---- Page excerpt
Going directly to a provider can make sense when you’re in the prototyping phase and want the fastest path to a working demo, or when you need access to the absolute latest model versions (providers sometimes ship updates to their own API before Bedrock catches up), or when you need provider-specific features not yet exposed through Bedrock.

It’s also worth noting that not all leading models are available through Bedrock. Due to commercial and competitive reasons, models like Google’s Gemini and OpenAI’s GPT-5 are not on the platform. If you specifically need those models, you’ll have to go directly to the provider. Bedrock’s model roster is growing, but it’s not exhaustive.

In practice, many teams that we work with take a hybrid approach: they use the direct APIs for experimentation and rapid prototyping, then move to Bedrock for production workloads where governance, integration, and reliability are paramount. This is a perfectly sensible strategy.

The problem: getting structured data from a text generator

Now, let’s talk about the core problem that structured outputs solve.
--------
→ **Activity list**
a. Answer these questions from the Bedrock excerpt, one answer per line, marked like the questions.
(i) Which two models does it name as unavailable on Bedrock?
(ii) In the hybrid approach, what do teams use the direct APIs for?
(iii) What heading introduces the core problem?
b. List every quality the Bedrock excerpt calls paramount for production workloads.
c. Reproduce the part of the Bedrock excerpt that begins at the words "In practice, many" and ends after "perfectly sensible strategy.".
---- Data to examine
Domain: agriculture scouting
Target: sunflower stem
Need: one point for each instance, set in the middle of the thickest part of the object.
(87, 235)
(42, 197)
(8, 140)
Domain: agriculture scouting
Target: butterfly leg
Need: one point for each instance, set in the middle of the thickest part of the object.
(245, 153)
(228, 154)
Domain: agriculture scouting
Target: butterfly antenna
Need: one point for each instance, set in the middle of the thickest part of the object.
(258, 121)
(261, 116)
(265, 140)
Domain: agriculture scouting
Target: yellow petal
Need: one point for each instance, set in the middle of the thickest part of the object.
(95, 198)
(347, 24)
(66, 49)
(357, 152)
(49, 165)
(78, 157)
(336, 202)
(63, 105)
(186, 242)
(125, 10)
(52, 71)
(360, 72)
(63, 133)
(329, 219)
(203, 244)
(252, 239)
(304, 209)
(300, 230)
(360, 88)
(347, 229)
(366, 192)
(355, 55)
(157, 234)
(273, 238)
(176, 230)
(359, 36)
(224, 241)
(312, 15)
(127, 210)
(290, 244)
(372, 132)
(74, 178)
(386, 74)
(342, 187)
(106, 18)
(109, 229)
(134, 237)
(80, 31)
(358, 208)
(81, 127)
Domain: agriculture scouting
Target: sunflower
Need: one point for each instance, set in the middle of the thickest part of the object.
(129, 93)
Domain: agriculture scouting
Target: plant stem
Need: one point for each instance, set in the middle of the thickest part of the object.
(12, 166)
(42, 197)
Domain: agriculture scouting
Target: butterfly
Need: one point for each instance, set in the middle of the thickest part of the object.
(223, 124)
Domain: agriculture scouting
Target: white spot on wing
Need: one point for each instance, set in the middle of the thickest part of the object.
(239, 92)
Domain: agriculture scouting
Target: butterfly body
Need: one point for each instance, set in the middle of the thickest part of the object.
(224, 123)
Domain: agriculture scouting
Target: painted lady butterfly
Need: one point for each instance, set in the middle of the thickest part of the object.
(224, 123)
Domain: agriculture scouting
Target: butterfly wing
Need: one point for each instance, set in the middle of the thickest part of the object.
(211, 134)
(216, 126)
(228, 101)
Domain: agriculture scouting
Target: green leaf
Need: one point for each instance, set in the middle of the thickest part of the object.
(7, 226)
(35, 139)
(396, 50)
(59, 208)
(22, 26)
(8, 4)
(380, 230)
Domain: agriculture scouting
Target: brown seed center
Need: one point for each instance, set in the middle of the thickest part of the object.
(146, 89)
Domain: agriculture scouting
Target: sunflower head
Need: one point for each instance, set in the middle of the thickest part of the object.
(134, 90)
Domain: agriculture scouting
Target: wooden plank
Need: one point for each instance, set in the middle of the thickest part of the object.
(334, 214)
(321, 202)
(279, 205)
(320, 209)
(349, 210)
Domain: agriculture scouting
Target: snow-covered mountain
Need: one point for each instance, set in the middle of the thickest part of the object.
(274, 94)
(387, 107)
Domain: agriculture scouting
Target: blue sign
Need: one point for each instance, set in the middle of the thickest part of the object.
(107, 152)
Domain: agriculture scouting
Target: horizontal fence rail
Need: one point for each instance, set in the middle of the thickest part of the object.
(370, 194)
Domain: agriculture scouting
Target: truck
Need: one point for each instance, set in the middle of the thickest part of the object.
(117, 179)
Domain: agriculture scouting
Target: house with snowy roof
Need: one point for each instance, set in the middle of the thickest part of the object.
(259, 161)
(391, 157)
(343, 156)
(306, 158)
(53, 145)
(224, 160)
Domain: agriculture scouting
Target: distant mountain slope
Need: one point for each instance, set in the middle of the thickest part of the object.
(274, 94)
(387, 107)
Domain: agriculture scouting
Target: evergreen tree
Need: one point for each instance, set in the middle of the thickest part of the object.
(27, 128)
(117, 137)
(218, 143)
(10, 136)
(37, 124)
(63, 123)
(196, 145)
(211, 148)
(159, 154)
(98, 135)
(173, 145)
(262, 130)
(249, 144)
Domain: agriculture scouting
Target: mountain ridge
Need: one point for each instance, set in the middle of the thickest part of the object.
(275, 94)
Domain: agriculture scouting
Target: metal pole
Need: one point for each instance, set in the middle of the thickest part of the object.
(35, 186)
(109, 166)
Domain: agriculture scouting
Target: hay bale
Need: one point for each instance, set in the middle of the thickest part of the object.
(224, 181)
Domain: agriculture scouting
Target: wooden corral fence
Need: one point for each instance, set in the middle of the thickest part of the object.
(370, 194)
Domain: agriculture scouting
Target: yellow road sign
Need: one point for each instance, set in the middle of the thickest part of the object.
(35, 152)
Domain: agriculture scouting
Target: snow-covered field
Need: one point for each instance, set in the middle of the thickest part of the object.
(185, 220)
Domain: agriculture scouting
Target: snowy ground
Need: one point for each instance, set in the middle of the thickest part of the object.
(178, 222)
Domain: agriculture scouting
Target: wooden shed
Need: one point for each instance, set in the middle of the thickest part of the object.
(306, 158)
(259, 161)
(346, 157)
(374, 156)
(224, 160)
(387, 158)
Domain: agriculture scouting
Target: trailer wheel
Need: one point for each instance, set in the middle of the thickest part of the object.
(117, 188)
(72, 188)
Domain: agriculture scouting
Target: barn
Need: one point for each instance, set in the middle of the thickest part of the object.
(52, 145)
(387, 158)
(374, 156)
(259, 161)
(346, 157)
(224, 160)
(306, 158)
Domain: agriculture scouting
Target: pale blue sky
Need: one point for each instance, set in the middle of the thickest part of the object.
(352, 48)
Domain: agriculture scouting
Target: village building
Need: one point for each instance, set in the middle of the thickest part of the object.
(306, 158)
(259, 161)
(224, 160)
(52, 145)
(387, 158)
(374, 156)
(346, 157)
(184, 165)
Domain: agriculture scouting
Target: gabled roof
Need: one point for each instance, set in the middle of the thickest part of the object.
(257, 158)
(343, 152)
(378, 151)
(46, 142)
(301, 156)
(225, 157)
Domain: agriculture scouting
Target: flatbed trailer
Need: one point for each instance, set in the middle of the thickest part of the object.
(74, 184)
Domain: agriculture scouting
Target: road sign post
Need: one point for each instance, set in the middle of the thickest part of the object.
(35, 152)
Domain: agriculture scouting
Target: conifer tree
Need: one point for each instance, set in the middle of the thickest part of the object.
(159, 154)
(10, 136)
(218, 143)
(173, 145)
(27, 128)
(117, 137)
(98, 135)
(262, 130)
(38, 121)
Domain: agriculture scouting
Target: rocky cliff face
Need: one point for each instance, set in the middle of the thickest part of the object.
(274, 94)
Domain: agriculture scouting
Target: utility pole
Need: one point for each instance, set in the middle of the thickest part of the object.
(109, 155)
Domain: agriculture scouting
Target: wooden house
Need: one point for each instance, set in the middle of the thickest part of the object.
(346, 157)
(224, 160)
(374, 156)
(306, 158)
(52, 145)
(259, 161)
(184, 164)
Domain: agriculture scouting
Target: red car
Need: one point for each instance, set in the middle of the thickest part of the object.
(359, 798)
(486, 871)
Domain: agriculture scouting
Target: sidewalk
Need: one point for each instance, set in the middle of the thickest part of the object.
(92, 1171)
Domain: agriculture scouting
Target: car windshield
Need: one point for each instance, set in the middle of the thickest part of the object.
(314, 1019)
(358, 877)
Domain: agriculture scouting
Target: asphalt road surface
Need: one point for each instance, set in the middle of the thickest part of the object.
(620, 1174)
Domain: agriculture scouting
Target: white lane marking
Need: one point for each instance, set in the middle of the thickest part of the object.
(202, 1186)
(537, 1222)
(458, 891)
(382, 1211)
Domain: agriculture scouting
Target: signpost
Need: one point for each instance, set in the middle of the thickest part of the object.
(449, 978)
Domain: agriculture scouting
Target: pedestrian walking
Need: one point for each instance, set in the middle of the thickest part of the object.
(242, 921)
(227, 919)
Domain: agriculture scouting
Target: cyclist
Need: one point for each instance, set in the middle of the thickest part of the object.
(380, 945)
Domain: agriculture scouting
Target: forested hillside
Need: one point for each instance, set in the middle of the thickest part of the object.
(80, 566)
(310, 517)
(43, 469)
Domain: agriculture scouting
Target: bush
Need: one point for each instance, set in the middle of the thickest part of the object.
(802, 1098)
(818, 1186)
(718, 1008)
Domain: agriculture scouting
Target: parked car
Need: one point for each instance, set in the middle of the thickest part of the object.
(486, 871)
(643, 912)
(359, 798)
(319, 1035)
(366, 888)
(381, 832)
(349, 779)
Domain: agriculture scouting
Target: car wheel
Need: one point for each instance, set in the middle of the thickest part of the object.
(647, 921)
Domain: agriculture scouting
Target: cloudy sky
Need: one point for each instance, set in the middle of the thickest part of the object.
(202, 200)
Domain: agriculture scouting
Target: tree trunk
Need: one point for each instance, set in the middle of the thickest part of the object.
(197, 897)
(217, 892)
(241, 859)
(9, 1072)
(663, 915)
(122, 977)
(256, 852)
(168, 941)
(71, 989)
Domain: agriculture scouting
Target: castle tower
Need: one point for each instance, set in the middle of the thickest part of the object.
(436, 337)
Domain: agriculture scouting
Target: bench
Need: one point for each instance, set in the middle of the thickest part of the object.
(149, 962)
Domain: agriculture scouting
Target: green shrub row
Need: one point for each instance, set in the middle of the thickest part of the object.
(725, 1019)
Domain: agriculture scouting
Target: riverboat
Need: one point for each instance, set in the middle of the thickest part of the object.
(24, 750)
--------
→ **Outputs in order**
a.
(i) Google's Gemini and OpenAI's GPT-5
(ii) Experimentation and rapid prototyping
(iii) The problem: getting structured data from a text generator

b. governance, integration, reliability

c.
In practice, many teams that we work with take a hybrid approach: they use the direct APIs for experimentation and rapid prototyping, then move to Bedrock for production workloads where governance, integration, and reliability are paramount. This is a perfectly sensible strategy.